### Task objective:
Please change "one marker per instance" to "a single marker for each instance" everywhere in the records below, and leave every other word and figure unchanged.

[Data records]
'''
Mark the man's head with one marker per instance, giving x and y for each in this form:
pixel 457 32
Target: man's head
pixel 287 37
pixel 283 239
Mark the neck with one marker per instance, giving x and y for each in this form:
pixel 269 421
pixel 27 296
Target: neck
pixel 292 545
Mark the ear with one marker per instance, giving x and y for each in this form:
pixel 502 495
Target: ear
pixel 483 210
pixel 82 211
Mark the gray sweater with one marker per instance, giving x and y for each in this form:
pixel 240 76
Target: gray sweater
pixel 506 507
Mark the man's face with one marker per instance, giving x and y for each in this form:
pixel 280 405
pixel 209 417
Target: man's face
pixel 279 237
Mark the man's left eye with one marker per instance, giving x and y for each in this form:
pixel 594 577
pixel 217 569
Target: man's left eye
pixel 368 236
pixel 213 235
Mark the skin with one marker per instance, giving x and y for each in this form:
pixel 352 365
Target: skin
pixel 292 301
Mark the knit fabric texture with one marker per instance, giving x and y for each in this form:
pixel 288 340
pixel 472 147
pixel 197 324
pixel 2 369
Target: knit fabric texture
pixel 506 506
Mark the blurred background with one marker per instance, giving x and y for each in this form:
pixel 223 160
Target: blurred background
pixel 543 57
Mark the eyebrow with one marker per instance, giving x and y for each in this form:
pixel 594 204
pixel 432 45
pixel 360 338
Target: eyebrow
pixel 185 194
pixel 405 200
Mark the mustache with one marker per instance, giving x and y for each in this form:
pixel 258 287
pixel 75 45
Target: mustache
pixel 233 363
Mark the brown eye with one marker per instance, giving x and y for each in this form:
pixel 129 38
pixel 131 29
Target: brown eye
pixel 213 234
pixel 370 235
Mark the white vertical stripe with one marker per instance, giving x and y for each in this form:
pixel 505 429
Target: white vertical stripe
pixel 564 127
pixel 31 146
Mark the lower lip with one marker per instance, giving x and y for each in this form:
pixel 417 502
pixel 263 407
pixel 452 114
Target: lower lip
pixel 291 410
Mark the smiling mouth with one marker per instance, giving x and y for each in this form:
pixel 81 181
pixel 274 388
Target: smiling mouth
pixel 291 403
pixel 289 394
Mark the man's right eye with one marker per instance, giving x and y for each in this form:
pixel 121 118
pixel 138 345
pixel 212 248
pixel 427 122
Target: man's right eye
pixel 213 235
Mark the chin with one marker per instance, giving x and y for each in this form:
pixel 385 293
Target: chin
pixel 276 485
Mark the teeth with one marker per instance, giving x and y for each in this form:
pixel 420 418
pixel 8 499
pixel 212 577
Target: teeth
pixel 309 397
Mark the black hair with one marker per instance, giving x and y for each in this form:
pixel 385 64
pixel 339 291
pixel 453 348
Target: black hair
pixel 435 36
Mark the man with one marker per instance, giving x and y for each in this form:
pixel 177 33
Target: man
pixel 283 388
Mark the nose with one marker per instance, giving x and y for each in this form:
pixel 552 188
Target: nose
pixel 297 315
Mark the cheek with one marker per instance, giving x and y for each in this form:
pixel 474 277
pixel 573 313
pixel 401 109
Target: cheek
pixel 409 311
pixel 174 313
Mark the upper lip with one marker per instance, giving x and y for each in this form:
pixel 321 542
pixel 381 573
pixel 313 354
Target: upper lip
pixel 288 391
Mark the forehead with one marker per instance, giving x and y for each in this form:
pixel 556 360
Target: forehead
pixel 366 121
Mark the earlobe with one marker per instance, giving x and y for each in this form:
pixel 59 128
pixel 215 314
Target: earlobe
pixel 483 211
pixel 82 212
'''
### Response below:
Mark the man's head with a single marker for each instance, giving x and y for each in this form:
pixel 457 32
Target: man's head
pixel 287 37
pixel 283 239
Mark the neck with a single marker for each instance, giving x and y for each in this form:
pixel 269 421
pixel 27 296
Target: neck
pixel 292 545
Mark the ear with a single marker for each instance, giving x and y for each in this form:
pixel 502 495
Target: ear
pixel 483 210
pixel 82 211
Mark the gray sweater with a single marker for each instance, giving x and y for each in this form:
pixel 240 76
Target: gray sweater
pixel 506 507
Mark the man's face with a single marker for each instance, giving x and y for each in this form:
pixel 280 405
pixel 209 417
Target: man's face
pixel 279 237
Mark the man's left eye with a single marker for each instance, giving x and y for each in this form:
pixel 594 577
pixel 217 569
Target: man's left eye
pixel 368 236
pixel 213 235
Mark the skin with a single marker for each instance, giving x and y for each in this form:
pixel 352 365
Target: skin
pixel 292 301
Mark the knit fabric texture with a single marker for each instance, giving x and y for each in this form:
pixel 288 340
pixel 472 147
pixel 197 324
pixel 2 369
Target: knit fabric texture
pixel 506 506
Mark the blurred background with a single marker for each instance, giving x and y for each in this form:
pixel 223 160
Target: blurred background
pixel 543 57
Mark the eyebrow with a single marker for each instance, giving x and y for each in this form:
pixel 594 204
pixel 432 45
pixel 360 338
Target: eyebrow
pixel 185 194
pixel 405 200
Mark the mustache with a single marker for each instance, giving x and y for each in this form:
pixel 258 287
pixel 75 45
Target: mustache
pixel 233 363
Mark the brown eye with a single marker for each instance, giving x and y for each in this form:
pixel 129 38
pixel 131 29
Target: brown eye
pixel 213 234
pixel 370 235
Mark the white vertical stripe with a single marker for each instance, giving x and y for each in this form:
pixel 505 429
Target: white vertical stripe
pixel 564 127
pixel 31 146
Mark the lower lip with a single marker for each instance, giving x and y for each in this form:
pixel 417 502
pixel 263 407
pixel 452 114
Target: lower lip
pixel 291 410
Mark the smiling mouth with a single marker for each instance, giving x and y for each in this form:
pixel 81 181
pixel 274 388
Target: smiling mouth
pixel 291 403
pixel 289 394
Mark the man's right eye with a single marker for each instance, giving x and y for each in this form:
pixel 121 118
pixel 138 345
pixel 212 248
pixel 427 122
Target: man's right eye
pixel 213 235
Mark the chin with a single marker for each instance, giving x and y for each in this form:
pixel 385 293
Target: chin
pixel 276 485
Mark the teeth with a single marker for each instance, giving x and y for each in this form:
pixel 420 418
pixel 8 499
pixel 212 577
Target: teeth
pixel 309 397
Mark the black hair with a single marker for each instance, giving x and y for each in this form:
pixel 385 64
pixel 339 291
pixel 453 348
Target: black hair
pixel 435 36
Mark the man with a single marker for each instance, giving x and y for each in this form:
pixel 177 33
Target: man
pixel 283 388
Mark the nose with a single marker for each instance, giving x and y for each in this form:
pixel 552 188
Target: nose
pixel 297 315
Mark the cheek with a single marker for each instance, giving x and y for each in this form:
pixel 474 277
pixel 573 313
pixel 401 109
Target: cheek
pixel 409 311
pixel 174 313
Mark the upper lip with a single marker for each instance, giving x and y for each in this form:
pixel 321 542
pixel 381 573
pixel 313 354
Target: upper lip
pixel 288 391
Mark the forehead with a single marker for each instance, giving x and y for each in this form:
pixel 556 360
Target: forehead
pixel 366 121
Mark the earlobe with a single marker for each instance, giving x and y for each in this form:
pixel 59 128
pixel 215 314
Target: earlobe
pixel 483 211
pixel 82 212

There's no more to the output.